EXERCISE:
Copy each line of the data beneath in which the word "outline" appears.

►

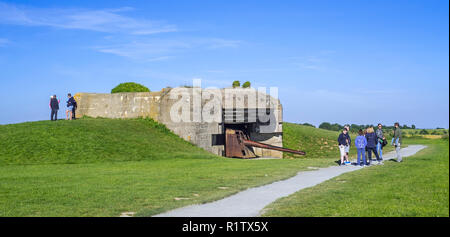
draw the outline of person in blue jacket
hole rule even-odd
[[[372,160],[372,152],[373,152],[375,154],[375,156],[377,157],[378,164],[382,165],[383,159],[381,159],[378,156],[378,152],[377,152],[378,138],[377,138],[377,135],[375,134],[375,131],[373,130],[373,127],[367,128],[366,139],[367,139],[367,153],[369,155],[369,157],[368,157],[369,162]]]
[[[365,166],[366,163],[366,146],[367,146],[367,139],[364,136],[364,132],[362,129],[359,129],[358,132],[359,136],[355,138],[355,147],[356,151],[358,152],[358,160],[356,162],[356,165]],[[363,160],[363,163],[361,163],[361,158]]]
[[[67,98],[69,99],[67,100],[66,120],[72,120],[72,111],[76,102],[70,93],[67,94]]]

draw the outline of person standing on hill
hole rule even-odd
[[[383,159],[383,141],[386,140],[383,134],[383,125],[381,123],[378,124],[378,128],[376,131],[377,134],[377,152],[380,156],[380,159]]]
[[[397,162],[402,162],[402,155],[400,154],[401,143],[402,143],[402,131],[400,130],[400,124],[396,122],[394,124],[394,137],[392,138],[391,145],[395,146],[395,152],[397,153]]]
[[[338,137],[338,143],[339,143],[339,151],[341,153],[341,165],[345,165],[345,147],[348,146],[348,139],[347,139],[347,129],[342,129],[342,133],[339,134]]]
[[[367,165],[366,163],[366,146],[367,146],[367,139],[364,136],[364,132],[362,129],[359,129],[358,132],[359,136],[355,138],[355,147],[358,152],[358,160],[356,162],[356,165],[364,166]],[[361,164],[361,158],[363,160],[363,163]]]
[[[58,120],[58,110],[59,110],[59,100],[56,98],[56,95],[53,95],[50,97],[50,109],[51,109],[51,114],[50,114],[50,120],[51,121],[56,121]],[[54,118],[54,119],[53,119]]]
[[[73,98],[73,96],[71,97],[71,99],[72,99],[72,105],[73,105],[73,107],[72,107],[72,119],[75,120],[76,119],[75,118],[75,110],[77,110],[78,105],[77,105],[77,101],[75,100],[75,98]]]
[[[67,100],[66,120],[72,120],[72,111],[75,99],[72,97],[72,94],[70,93],[67,94],[67,97],[69,98],[69,100]]]
[[[375,154],[375,156],[377,157],[378,164],[382,165],[383,160],[380,159],[380,157],[378,156],[378,152],[376,150],[378,139],[377,139],[377,135],[375,134],[375,132],[373,130],[373,127],[367,128],[366,139],[367,139],[367,152],[369,153],[368,154],[369,162],[372,160],[372,152],[373,152]]]

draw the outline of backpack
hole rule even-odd
[[[381,147],[384,147],[386,145],[387,145],[387,141],[386,141],[386,139],[383,139],[383,141],[381,142]]]

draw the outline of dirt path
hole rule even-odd
[[[426,148],[423,145],[411,145],[401,149],[403,157],[412,156]],[[383,159],[395,159],[395,151],[383,155]],[[376,163],[376,162],[375,162]],[[331,166],[314,171],[302,171],[296,176],[268,185],[250,188],[224,199],[202,205],[191,205],[155,217],[253,217],[275,200],[291,195],[301,189],[315,186],[343,173],[362,169],[356,166]],[[370,169],[370,167],[364,168]]]

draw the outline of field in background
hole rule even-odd
[[[448,129],[403,129],[402,135],[409,138],[448,138]]]

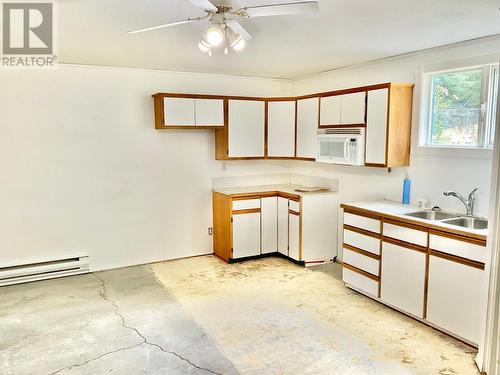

◄

REPLY TO THE TASK:
draw the outline of person in blue jacket
draw the outline of person standing on hill
draw the outline of backpack
draw the outline of dirt path
draw the outline of field in background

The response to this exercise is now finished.